(EXTRACTED TEXT)

A&E App

AandE
Picture thanks to BBC

Matt Hancock, the Heath Secretary is proud of the NHS’s latest app. It is designed to help patients find the accident and emergency department with the shortest waiting time. He claims that the app will be’ good for patients, good for clinicians’.

It won’t work for two reasons, firstly it is tackling the wrong problem and secondly it may make things worse.

Anyone who has ever waited in A&E knows how frustrating it can be. Your heart sinks when you see the board on the wall giving the length of the wait to be seen. The truth is, however, that patients will be seen on a needs basis. Those who have life threatening injuries or conditions will get to the front of the queue while those who are able to wait will be made to do so, depending upon medical resource available.

A&E is not like going to a supermarket. Waiting times is a very crude way of judging a hospital’s performance. The effectiveness of treatment is much more valid yet this is harder to measure as it may take weeks for the patient to recover fully.

Being able to choose which hospital to go to assumes a number of things: you have a realistic choice of more than hospital; you are able to get there using public transport or have a car, you have access to technology; you are in a fit state to use it in an emergency.

If you are really in trouble then the last thing you will want to do is to make a choice on waiting time. You will want to make a choice of how quickly you can get there.

This is why the app may make things worse. Those who are in a position to decide which hospital to choose are more likely to be those with time to think about the issue, that is those that are not in a life threatening situation and, by its very nature, should not be going to A&E anyway but rather their GP surgery. If I am not feeling well but not in an emergency and I see that the local A&E has a fairly short waiting time then I am more likely to be tempted to make a visit.

RAther than encouraging people to move demand around the system it will create new demand from patients that should not really be there.

The app is solutionism at its worst. It give the impression of doing something but actually inflames the problem.

(End EXTRACTED TEXT)

In the A&E app piece, what is the NHS app designed to help patients find? The data comes from a separate source unrelated to the A&E app piece.

(LISTED ENTRIES)

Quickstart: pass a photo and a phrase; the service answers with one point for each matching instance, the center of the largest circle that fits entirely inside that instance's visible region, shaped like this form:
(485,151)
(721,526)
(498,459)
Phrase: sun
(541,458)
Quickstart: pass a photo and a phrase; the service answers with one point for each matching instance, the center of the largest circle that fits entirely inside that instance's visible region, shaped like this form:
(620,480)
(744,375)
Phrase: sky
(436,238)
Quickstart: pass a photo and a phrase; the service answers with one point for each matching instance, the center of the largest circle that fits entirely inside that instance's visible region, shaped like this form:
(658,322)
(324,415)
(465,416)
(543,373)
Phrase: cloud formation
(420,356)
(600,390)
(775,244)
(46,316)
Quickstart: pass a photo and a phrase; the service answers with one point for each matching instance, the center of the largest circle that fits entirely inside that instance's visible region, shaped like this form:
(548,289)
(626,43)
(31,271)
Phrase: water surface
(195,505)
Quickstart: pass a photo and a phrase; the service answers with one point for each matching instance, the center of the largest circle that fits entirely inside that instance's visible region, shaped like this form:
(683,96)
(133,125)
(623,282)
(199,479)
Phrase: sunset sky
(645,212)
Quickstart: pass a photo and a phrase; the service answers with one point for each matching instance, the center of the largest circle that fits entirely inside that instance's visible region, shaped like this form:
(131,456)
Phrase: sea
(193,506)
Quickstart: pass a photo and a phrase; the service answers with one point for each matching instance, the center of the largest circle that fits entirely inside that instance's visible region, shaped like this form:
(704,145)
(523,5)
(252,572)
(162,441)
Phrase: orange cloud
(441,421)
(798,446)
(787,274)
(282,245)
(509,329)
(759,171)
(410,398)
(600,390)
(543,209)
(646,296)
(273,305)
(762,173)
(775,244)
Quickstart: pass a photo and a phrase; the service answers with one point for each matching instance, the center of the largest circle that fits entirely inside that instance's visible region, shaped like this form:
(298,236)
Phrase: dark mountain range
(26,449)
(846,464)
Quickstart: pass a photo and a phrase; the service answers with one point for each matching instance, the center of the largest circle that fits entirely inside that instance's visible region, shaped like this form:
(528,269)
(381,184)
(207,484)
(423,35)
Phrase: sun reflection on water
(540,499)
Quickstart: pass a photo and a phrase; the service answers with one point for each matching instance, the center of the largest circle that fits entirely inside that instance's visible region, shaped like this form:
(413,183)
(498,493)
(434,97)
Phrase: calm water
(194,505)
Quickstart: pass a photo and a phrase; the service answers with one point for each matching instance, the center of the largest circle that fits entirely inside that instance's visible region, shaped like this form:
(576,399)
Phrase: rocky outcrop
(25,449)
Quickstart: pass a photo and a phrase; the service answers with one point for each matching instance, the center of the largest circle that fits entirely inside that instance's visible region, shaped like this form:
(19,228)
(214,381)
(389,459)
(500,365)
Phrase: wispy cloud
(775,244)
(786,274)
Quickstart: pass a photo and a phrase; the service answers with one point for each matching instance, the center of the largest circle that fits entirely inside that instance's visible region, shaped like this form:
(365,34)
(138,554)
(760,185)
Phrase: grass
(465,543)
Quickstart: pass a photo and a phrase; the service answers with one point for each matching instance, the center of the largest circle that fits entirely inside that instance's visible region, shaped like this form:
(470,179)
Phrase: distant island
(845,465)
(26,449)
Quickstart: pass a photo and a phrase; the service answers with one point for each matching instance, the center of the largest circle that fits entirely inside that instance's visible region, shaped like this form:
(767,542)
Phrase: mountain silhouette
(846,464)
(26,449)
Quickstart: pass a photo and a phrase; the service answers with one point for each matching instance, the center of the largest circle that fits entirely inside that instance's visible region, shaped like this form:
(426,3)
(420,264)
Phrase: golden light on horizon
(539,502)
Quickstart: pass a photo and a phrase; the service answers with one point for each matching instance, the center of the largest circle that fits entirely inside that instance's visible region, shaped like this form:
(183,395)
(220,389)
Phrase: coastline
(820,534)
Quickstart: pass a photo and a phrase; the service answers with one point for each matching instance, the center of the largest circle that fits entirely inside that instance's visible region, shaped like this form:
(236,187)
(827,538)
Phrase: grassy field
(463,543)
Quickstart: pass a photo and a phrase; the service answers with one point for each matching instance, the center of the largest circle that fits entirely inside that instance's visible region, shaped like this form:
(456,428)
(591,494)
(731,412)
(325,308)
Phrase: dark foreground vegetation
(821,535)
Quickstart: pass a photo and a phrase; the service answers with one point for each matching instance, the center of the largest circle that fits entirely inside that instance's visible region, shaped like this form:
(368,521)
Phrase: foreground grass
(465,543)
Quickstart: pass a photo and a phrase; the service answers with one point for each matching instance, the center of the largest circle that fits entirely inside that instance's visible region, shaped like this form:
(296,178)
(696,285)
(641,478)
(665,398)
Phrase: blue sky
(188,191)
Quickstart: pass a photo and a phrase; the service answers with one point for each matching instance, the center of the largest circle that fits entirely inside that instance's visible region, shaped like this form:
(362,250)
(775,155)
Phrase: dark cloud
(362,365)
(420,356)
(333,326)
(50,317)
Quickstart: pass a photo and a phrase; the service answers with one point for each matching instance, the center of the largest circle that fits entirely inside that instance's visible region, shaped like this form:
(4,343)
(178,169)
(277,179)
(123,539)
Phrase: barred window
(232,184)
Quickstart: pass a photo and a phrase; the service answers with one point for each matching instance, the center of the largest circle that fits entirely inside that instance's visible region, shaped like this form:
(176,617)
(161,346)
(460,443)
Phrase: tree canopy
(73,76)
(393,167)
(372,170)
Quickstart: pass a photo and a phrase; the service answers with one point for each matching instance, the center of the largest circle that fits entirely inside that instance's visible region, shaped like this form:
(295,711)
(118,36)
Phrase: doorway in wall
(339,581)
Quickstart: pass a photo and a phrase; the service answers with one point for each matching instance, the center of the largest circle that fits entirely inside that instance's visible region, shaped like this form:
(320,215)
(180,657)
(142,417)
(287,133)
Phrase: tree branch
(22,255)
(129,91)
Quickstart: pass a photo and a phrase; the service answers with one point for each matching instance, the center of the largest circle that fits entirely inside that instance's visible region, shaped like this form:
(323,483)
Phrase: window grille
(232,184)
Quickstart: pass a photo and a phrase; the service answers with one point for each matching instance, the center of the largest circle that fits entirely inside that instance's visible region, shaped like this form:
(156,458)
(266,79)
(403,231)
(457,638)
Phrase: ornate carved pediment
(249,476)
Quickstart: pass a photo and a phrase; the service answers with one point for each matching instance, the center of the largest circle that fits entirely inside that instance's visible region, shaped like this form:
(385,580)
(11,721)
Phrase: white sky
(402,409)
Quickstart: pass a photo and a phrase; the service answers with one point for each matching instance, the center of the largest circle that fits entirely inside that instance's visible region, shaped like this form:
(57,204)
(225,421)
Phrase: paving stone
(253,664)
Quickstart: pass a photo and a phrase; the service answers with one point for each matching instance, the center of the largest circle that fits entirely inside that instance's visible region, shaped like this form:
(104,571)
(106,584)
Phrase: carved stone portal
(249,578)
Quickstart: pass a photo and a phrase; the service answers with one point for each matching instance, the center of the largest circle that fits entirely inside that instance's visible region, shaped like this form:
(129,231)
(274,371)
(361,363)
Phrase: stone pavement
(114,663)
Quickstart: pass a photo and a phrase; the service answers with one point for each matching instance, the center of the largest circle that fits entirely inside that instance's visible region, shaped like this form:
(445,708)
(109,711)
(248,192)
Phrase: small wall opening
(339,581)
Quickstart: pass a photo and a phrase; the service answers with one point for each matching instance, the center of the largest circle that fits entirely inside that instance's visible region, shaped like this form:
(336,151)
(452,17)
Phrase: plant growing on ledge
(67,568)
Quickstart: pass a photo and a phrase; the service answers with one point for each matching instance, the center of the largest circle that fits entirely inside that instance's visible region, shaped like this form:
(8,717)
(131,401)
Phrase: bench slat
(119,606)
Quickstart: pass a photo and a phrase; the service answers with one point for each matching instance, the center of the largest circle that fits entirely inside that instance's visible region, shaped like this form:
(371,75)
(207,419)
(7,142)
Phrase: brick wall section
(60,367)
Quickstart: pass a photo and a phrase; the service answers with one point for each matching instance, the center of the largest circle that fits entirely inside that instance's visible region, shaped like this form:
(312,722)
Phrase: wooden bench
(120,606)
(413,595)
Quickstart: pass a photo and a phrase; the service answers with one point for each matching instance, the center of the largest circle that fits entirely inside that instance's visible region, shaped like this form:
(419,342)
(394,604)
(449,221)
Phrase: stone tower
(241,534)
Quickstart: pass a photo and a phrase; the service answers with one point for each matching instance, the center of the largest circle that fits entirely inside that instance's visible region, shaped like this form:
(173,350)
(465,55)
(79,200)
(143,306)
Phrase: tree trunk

(End LISTED ENTRIES)

TASK SOLUTION
The accident and emergency department with the shortest waiting time.